### [DOCUMENT PASSAGE]
------------

Abstract

Plasma VIII:von Willebrand factor antigen (VIII:vWF) levels were elevated approximately two- to eightfold in seven patients (three adults and four children) during acute episodes of thrombocytopenia, renal failure, and hemolytic anemia (the hemolytic-uremic syndrome, HUS). In all seven patients, there was an alteration in plasma VIII:vWF patterns during these acute HUS episodes, so that the largest VIII:vWF forms were relatively decreased. Plasma VIII:vWF multimer patterns returned to normal, or nearly to normal, as platelet counts returned to preexisting levels, even in the patients whose recovery of renal function was incomplete and whose plasma VIII:vWF antigen level remained above normal. The sister of one of the HUS patients had a similar clinical prodrome (gastroenteritis) that was not followed by thrombocytopenia or renal failure and was not accompanied by an elevated level or abnormal forms of plasma VIII:vWF. These results suggest that an alteration in VIII:vWF metabolism, distribution, or interaction with platelets is associated with acute HUS episodes. In contrast to patients with chronic relapsing thrombotic thrombocytopenic purpura, none of the HUS patients (either during or after the acute HUS episodes) had a defect in the conversion of unusually large VIII:vWF multimers derived from endothelial cells to the VIII:vWF forms found in normal plasma.

------------

### [WORK REQUIRED]
Answer these questions using the abstract above.
1. Of the seven patients studied, how many were children?
2. What prodrome did the sister of one of the HUS patients have?
3. Patients with which condition are the HUS patients contrasted with regarding a defect in converting unusually large VIII:vWF multimers?

### [SUPPLIED MATERIAL]

------------

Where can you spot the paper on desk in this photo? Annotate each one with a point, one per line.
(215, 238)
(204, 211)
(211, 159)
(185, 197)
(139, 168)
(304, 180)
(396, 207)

------------

### [ANSWER TO THIS TASK]
1. Four.
2. Gastroenteritis.
3. Chronic relapsing thrombotic thrombocytopenic purpura.